The people on the margins are being sacrificed at an alarming rate today. Small businesses, the mentally ill, drug abusers; they have been deemed expendable in order to save face for the present day Captain Ahabs of society.
Who is expendable? Federal surveys show that 40% of Americans are grappling with mental health or drug-related problems. With young adults that figure is 75%. The CDC asked young adults if they had considered suicide in the last thirty days and 25% said yes. These numbers are way higher than previous years.
What we’ve been seeing in the last year or so is a callous attitude toward collateral damage in the war on the coronavirus. A story in the Washington Post details a family’s loss of their 16-year old son who had problems before the virus that were being managed through relationships with friends, until Covid.
The Post story blamed the pandemic and decried the lack of funding in suicide prevention programs. Yep, and my tire dealer throws nails out on the road.
When we question the draconian measures of the Covid response the answer is often shot back, “Look at the science.” So yeah, let’s look at the science.
- To quote a peer reviewed study of ten different countries on social distancing from Stanford University, “In summary, we fail to find strong evidence supporting a role for more restrictive NPIs (non pharmaceutical interventions, social distancing and masks) in the control of Covid in early 2020.”
- Way back in July, CDC Director Robert Redfield said, “We’re seeing, sadly, far greater suicides now than we are deaths from Covid. We’re seeing far greater deaths from drug overdose, that are above excess, than we had as background, than we are seeing deaths from Covid.”
- Multiple studies on the CDC’s website have concluded, “We did not find evidence that surgical-type masks are effective in reducing laboratory-confirmed influenza transmission, either when worn by infected persons or by persons in the general community to reduce their susceptibility.” This was before there were federal incentives in place to label any doubtful death “Covid related.” Flu molecules infect the same way as supposed coronavirus ones.
- Japan has been derided for their resistance to lockdowns and cautionary approach to vaccines. Western media was harshly critical of Japan’s failure to lockdown and predicted mass deaths. The result of Japan’s excess freedom: Japan’s deaths per million (DPM) is 27. Severely locked down countries of Europe have a DPM of between 1,080 and 1,674.
- World Health Organization envoy, David Nabarro said back in October, “Lockdowns just have one consequence that you must never, ever belittle, and that is making poor people an awful lot poorer.” And, “It seems that we may well have a doubling of world poverty by next year. We may well have at least a doubling of child malnutrition.”

→ **Explore the material**:
[a] Print the stretch of the Covid-response essay from "- Way back in" through "supposed coronavirus ones.".
[b] According to the Covid-response essay, what share of young adults told the CDC they had considered suicide in the last thirty days?
The listing that follows is not needed for either task.

→ **Data**:
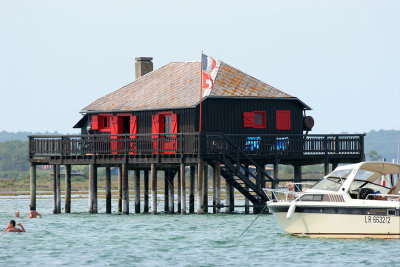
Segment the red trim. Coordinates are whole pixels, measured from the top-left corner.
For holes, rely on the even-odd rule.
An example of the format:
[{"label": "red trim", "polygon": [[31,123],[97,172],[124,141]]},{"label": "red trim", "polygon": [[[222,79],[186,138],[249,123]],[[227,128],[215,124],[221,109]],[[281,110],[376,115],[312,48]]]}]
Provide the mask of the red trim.
[{"label": "red trim", "polygon": [[253,127],[253,126],[254,126],[254,113],[243,112],[243,127]]},{"label": "red trim", "polygon": [[276,111],[276,129],[277,130],[290,130],[290,110],[277,110]]},{"label": "red trim", "polygon": [[99,116],[92,115],[92,130],[99,129]]},{"label": "red trim", "polygon": [[[265,112],[265,111],[253,111],[253,113],[254,113],[254,126],[253,126],[253,128],[265,129],[265,128],[267,127],[267,123],[266,123],[266,112]],[[255,123],[256,114],[261,114],[262,124],[256,124],[256,123]]]}]

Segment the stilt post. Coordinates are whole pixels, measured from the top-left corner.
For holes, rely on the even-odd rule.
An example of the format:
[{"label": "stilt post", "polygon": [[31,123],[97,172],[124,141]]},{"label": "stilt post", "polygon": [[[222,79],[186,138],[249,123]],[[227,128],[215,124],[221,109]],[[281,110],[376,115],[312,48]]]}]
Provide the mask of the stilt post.
[{"label": "stilt post", "polygon": [[89,164],[89,213],[97,213],[97,166]]},{"label": "stilt post", "polygon": [[169,171],[165,170],[164,171],[164,211],[169,212]]},{"label": "stilt post", "polygon": [[122,166],[118,166],[118,212],[122,212]]},{"label": "stilt post", "polygon": [[30,168],[29,174],[30,174],[30,194],[31,194],[30,206],[36,209],[36,165],[31,163],[29,168]]},{"label": "stilt post", "polygon": [[217,161],[215,163],[215,183],[216,183],[216,213],[221,213],[221,165]]},{"label": "stilt post", "polygon": [[190,166],[189,213],[194,213],[194,191],[196,184],[196,167]]},{"label": "stilt post", "polygon": [[106,213],[111,213],[111,168],[106,167]]},{"label": "stilt post", "polygon": [[197,165],[197,214],[203,213],[203,186],[204,186],[204,163],[200,161]]},{"label": "stilt post", "polygon": [[185,164],[181,163],[181,214],[186,214],[186,172]]},{"label": "stilt post", "polygon": [[128,166],[123,163],[122,169],[122,214],[129,214],[129,182]]},{"label": "stilt post", "polygon": [[149,170],[144,170],[143,173],[143,183],[144,183],[144,192],[143,192],[143,212],[149,212]]},{"label": "stilt post", "polygon": [[174,206],[174,177],[173,177],[173,170],[168,170],[168,200],[169,200],[169,213],[175,213],[175,206]]},{"label": "stilt post", "polygon": [[140,170],[135,170],[135,213],[140,213]]},{"label": "stilt post", "polygon": [[157,214],[157,169],[151,164],[151,213]]},{"label": "stilt post", "polygon": [[65,213],[71,213],[71,165],[65,165]]},{"label": "stilt post", "polygon": [[208,165],[204,164],[203,212],[208,213]]}]

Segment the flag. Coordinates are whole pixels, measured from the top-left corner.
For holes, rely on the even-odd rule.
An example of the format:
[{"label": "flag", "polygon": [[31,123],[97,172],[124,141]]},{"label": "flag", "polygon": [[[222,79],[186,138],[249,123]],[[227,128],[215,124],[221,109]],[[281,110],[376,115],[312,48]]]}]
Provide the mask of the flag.
[{"label": "flag", "polygon": [[201,82],[201,86],[204,89],[212,89],[214,86],[213,80],[211,78],[211,75],[208,75],[207,73],[202,73],[201,75],[202,77],[202,82]]},{"label": "flag", "polygon": [[212,57],[202,54],[202,67],[205,71],[212,71],[215,69],[217,62]]}]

→ **Set of answers**:
[a]
- Way back in July, CDC Director Robert Redfield said, “We’re seeing, sadly, far greater suicides now than we are deaths from Covid. We’re seeing far greater deaths from drug overdose, that are above excess, than we had as background, than we are seeing deaths from Covid.”
- Multiple studies on the CDC’s website have concluded, “We did not find evidence that surgical-type masks are effective in reducing laboratory-confirmed influenza transmission, either when worn by infected persons or by persons in the general community to reduce their susceptibility.” This was before there were federal incentives in place to label any doubtful death “Covid related.” Flu molecules infect the same way as supposed coronavirus ones.

[b] 25% said yes.